(Dataset entries)
-----

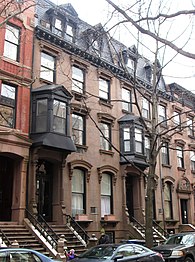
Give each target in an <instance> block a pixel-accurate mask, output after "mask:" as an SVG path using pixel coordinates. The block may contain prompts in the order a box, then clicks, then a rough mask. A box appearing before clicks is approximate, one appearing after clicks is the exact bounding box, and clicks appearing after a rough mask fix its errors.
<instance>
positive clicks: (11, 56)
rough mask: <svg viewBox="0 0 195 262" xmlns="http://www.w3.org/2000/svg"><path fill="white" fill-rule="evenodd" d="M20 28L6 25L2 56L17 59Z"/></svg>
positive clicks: (17, 60) (14, 59)
mask: <svg viewBox="0 0 195 262" xmlns="http://www.w3.org/2000/svg"><path fill="white" fill-rule="evenodd" d="M19 44H20V30H19V29H18V28H16V27H14V26H11V25H8V24H7V25H6V31H5V45H4V56H6V57H8V58H10V59H12V60H15V61H19Z"/></svg>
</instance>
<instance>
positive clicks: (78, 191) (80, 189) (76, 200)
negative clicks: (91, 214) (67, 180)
mask: <svg viewBox="0 0 195 262" xmlns="http://www.w3.org/2000/svg"><path fill="white" fill-rule="evenodd" d="M85 212H86V211H85V172H84V171H83V170H82V169H77V168H74V169H73V176H72V216H73V217H75V215H76V214H84V213H85Z"/></svg>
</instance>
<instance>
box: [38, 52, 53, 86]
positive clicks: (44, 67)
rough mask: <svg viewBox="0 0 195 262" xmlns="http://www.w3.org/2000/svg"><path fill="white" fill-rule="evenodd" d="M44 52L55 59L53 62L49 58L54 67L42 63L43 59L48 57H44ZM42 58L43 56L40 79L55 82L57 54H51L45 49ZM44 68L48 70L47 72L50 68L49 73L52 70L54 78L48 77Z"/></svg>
mask: <svg viewBox="0 0 195 262" xmlns="http://www.w3.org/2000/svg"><path fill="white" fill-rule="evenodd" d="M42 54H44V55H45V56H46V57H50V58H52V59H53V61H52V62H51V61H49V60H47V62H48V61H49V63H53V67H47V66H45V65H44V63H42V59H46V57H45V58H44V57H43V58H42ZM40 58H41V63H40V79H41V80H43V81H47V82H50V83H55V81H56V56H54V55H53V54H50V53H48V52H46V51H44V50H43V51H41V56H40ZM42 69H43V71H42ZM44 70H46V72H47V70H48V72H47V73H49V74H50V73H51V72H52V79H48V77H47V75H46V76H45V71H44ZM49 78H50V76H49Z"/></svg>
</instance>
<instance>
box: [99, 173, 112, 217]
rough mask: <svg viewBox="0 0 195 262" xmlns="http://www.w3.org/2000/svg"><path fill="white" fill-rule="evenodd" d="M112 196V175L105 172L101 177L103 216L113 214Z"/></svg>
mask: <svg viewBox="0 0 195 262" xmlns="http://www.w3.org/2000/svg"><path fill="white" fill-rule="evenodd" d="M112 198H113V197H112V176H111V175H110V174H107V173H103V174H102V179H101V217H104V215H110V214H112V211H113V210H112V209H113V208H112V206H113V200H112Z"/></svg>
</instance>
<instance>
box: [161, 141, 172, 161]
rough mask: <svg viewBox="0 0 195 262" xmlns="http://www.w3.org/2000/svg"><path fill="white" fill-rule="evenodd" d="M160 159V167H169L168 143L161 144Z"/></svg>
mask: <svg viewBox="0 0 195 262" xmlns="http://www.w3.org/2000/svg"><path fill="white" fill-rule="evenodd" d="M161 159H162V165H170V155H169V144H168V142H165V143H163V146H162V148H161Z"/></svg>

-----

*Exercise instructions:* What you give back should be exactly the lines from the top of the data above down to and including the line with "positive clicks: (11, 56)", minus any pictures.

*Reply:*
Give each target in an <instance> block a pixel-accurate mask, output after "mask:" as an SVG path using pixel coordinates. The block may contain prompts in the order a box, then clicks, then a rough mask. A box appearing before clicks is approximate, one appearing after clicks is the exact bounding box, and clicks appearing after a rough mask fix its errors.
<instance>
positive clicks: (11, 56)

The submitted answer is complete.